• **Excerpts from a dataset**
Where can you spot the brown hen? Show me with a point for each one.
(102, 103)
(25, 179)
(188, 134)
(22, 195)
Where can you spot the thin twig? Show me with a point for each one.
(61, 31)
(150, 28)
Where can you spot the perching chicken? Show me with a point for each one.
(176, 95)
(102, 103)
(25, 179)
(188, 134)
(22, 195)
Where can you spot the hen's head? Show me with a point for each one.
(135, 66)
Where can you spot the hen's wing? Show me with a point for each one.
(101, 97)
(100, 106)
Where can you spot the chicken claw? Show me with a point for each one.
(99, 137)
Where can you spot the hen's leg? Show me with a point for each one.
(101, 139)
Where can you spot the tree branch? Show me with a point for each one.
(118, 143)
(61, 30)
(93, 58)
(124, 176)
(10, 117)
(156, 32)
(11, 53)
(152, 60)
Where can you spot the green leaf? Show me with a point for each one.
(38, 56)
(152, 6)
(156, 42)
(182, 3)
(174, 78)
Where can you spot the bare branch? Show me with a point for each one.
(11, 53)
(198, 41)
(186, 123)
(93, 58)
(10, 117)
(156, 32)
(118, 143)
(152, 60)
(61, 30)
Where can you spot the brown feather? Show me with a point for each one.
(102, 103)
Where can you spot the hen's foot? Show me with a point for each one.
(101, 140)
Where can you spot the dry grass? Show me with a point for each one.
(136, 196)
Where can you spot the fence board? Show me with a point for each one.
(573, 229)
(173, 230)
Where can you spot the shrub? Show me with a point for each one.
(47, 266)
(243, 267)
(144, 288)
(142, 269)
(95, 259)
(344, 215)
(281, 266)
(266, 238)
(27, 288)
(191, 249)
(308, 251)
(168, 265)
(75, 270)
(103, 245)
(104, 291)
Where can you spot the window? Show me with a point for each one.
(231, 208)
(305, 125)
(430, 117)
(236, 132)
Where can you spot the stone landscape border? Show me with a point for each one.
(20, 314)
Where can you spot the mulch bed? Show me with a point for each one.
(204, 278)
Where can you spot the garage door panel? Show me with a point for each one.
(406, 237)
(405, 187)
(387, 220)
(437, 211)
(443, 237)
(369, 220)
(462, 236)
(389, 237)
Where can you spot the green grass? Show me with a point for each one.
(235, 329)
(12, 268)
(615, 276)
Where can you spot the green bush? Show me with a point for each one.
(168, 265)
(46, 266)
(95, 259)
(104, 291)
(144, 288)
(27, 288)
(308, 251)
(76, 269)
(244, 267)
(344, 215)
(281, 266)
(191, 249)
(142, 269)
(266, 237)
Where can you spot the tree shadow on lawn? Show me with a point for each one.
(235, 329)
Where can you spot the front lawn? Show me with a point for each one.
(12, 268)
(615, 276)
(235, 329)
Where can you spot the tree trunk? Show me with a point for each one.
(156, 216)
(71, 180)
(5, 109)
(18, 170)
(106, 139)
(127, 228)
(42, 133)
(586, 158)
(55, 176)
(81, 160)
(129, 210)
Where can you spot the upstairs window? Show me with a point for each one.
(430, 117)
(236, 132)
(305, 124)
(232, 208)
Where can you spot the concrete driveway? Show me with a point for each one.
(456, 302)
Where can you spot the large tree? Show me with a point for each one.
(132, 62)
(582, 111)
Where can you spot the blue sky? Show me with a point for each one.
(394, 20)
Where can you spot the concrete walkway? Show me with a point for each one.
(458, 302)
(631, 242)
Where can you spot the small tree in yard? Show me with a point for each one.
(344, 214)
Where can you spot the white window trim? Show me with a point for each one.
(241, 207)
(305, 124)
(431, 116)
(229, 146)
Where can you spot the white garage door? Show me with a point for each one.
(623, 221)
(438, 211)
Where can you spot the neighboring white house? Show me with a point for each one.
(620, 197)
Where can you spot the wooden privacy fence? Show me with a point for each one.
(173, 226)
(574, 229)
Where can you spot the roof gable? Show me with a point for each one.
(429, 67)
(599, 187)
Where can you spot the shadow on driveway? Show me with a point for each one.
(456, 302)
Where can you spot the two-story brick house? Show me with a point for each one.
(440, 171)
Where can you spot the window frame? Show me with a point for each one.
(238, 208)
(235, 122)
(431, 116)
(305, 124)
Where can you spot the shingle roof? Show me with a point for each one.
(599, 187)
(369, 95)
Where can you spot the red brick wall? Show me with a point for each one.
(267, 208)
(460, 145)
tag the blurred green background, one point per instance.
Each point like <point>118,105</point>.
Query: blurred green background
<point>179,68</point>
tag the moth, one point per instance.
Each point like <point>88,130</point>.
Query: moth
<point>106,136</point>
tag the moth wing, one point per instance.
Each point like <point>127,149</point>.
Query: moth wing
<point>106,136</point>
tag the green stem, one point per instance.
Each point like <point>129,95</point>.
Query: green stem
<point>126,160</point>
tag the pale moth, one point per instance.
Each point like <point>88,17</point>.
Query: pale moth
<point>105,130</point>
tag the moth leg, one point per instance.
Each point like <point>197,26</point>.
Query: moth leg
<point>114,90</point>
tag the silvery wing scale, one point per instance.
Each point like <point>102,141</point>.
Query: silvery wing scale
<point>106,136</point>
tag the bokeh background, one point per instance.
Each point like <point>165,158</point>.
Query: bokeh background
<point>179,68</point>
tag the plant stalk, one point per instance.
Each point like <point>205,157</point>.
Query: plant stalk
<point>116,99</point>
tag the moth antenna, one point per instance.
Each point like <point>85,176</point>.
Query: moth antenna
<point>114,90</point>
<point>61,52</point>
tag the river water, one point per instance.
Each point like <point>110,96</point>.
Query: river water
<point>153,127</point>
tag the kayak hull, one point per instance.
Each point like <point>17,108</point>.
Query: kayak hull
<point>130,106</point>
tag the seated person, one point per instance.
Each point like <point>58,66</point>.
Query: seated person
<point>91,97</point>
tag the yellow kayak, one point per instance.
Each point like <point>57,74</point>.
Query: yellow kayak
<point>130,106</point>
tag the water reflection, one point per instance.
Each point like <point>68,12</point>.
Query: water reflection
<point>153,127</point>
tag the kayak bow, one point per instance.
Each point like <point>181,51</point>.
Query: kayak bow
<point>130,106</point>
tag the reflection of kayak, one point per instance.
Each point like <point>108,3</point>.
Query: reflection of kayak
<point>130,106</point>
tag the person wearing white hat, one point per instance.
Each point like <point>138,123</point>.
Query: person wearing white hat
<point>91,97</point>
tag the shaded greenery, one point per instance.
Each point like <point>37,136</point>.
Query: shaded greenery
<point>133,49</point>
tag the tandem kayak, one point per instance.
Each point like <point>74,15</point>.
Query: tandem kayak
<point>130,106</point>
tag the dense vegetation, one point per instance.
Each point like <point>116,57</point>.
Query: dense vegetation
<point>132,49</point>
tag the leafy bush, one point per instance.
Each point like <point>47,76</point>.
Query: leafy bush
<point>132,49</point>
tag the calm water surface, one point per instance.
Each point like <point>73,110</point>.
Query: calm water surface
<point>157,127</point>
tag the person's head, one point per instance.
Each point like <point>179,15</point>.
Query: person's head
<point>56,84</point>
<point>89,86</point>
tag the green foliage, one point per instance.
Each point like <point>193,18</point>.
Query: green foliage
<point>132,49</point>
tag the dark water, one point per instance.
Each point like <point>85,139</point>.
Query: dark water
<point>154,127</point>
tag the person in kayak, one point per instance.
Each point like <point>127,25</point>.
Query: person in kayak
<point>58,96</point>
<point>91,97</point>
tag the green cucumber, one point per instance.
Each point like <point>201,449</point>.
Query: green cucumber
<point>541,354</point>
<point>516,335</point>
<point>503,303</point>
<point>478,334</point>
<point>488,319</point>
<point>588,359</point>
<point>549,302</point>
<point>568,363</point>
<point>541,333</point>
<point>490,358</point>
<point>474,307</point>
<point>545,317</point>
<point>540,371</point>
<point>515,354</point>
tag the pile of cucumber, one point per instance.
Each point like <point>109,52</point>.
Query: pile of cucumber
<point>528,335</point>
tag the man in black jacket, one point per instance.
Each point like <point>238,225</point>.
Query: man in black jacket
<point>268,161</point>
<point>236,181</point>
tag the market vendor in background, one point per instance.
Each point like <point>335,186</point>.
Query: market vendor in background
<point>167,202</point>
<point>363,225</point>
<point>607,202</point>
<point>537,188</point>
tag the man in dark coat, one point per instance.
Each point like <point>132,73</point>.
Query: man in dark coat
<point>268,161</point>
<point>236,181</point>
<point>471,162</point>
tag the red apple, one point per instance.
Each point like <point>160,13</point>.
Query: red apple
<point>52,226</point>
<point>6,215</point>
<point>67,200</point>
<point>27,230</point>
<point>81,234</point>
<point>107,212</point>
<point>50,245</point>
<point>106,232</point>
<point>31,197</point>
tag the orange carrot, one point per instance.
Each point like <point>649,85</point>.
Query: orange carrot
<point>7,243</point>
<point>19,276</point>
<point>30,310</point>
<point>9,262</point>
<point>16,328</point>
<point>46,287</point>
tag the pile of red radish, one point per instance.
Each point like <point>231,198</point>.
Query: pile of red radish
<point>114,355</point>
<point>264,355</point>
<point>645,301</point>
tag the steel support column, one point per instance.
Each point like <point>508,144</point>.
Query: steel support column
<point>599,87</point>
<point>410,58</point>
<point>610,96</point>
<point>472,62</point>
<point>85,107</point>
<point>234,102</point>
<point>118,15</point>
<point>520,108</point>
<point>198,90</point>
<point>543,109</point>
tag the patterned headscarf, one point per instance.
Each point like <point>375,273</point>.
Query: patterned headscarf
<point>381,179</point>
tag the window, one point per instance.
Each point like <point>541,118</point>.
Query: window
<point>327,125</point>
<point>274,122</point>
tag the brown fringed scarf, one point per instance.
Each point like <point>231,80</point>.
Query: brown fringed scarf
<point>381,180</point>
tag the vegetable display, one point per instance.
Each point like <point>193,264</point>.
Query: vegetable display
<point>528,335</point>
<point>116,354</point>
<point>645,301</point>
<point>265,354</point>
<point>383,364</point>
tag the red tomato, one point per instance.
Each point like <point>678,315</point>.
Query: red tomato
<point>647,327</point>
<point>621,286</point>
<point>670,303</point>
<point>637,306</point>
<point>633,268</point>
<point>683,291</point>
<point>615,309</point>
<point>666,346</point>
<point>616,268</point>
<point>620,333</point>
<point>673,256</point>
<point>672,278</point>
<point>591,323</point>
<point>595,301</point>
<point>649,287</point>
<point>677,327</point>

• **Exercise requirements**
Please copy the lines in the records above between the one holding "Query: green stem" and the one holding "tag the kayak bow, one point per instance.", inclusive, exactly and with no other line.

• **Answer to this exercise**
Query: green stem
<point>126,160</point>
tag the pale moth, one point per instance.
Each point like <point>88,17</point>.
Query: pale moth
<point>105,130</point>
tag the moth leg, one point per instance.
Each point like <point>197,26</point>.
Query: moth leg
<point>114,90</point>
tag the silvery wing scale, one point per instance.
Each point like <point>102,141</point>.
Query: silvery wing scale
<point>106,136</point>
tag the bokeh background, one point per instance.
Each point like <point>165,158</point>.
Query: bokeh background
<point>179,68</point>
tag the plant stalk, one point per instance.
Each point like <point>205,157</point>.
Query: plant stalk
<point>116,99</point>
tag the moth antenna, one point per instance.
Each point like <point>85,176</point>.
Query: moth antenna
<point>114,90</point>
<point>61,52</point>
tag the river water, one point per instance.
Each point like <point>110,96</point>.
Query: river water
<point>153,127</point>
tag the kayak hull, one point per instance.
Each point like <point>17,108</point>.
Query: kayak hull
<point>130,106</point>
tag the seated person, one point per instance.
Each point like <point>58,66</point>.
Query: seated person
<point>91,97</point>
tag the yellow kayak, one point per instance.
Each point like <point>57,74</point>.
Query: yellow kayak
<point>130,106</point>
tag the water reflection, one point per instance.
Each point like <point>68,12</point>.
Query: water reflection
<point>153,127</point>
tag the kayak bow, one point per instance.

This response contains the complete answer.